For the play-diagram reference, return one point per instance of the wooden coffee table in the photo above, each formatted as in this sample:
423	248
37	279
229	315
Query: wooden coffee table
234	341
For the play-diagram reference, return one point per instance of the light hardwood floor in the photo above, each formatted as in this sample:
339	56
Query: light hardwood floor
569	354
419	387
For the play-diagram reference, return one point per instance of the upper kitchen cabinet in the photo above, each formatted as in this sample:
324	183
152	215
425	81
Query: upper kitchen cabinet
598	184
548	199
---
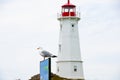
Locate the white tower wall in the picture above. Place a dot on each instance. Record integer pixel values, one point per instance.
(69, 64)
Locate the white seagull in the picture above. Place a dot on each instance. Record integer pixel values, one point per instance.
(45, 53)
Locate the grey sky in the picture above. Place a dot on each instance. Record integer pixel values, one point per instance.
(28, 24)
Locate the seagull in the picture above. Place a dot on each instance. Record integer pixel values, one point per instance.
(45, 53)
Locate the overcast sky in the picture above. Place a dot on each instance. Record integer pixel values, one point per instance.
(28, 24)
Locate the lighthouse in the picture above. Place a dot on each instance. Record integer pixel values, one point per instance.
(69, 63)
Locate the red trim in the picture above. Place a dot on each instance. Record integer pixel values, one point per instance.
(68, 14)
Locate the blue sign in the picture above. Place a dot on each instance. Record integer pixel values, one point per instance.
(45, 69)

» Problem requirements: In the entries above, copy each line that contains the string "return".

» Written solution:
For the play-diagram reference, return one point per instance of the wooden coffee table in the photo above, each formatted as in this sample:
For the play-diagram reference, return one point per instance of the light hardwood floor in the photo above, each formatted as in this sample:
For the play-diagram reference, return one point per instance of the upper kitchen cabinet in the photo above, each formatted as in this sample:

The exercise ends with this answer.